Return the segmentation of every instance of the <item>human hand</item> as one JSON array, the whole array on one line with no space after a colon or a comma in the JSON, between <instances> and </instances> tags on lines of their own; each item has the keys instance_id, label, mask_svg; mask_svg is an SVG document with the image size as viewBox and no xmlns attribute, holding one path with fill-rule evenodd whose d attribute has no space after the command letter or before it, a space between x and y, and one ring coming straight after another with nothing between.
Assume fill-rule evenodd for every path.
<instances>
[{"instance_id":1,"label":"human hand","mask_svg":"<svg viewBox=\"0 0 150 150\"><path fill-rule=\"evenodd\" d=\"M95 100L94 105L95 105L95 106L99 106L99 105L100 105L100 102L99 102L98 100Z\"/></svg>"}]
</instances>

**JOB**
Copy out every one of the records above, word for word and line for line.

**WRITTEN REPLY**
Return the segmentation of every instance of the <item>human hand</item> as one JSON array, the whole array on one line with no space after a colon or a comma in the JSON, between <instances> and </instances> tags on lines of their own; each item has the keys instance_id, label, mask_svg; mask_svg is an SVG document with the image size as viewBox and no xmlns attribute, holding one path with fill-rule evenodd whose d attribute has no space after the command letter or before it, a space between x and y, and one ring coming straight after another with nothing between.
Assume fill-rule evenodd for every path.
<instances>
[{"instance_id":1,"label":"human hand","mask_svg":"<svg viewBox=\"0 0 150 150\"><path fill-rule=\"evenodd\" d=\"M95 100L94 105L95 105L95 106L99 106L99 105L100 105L100 102L99 102L98 100Z\"/></svg>"}]
</instances>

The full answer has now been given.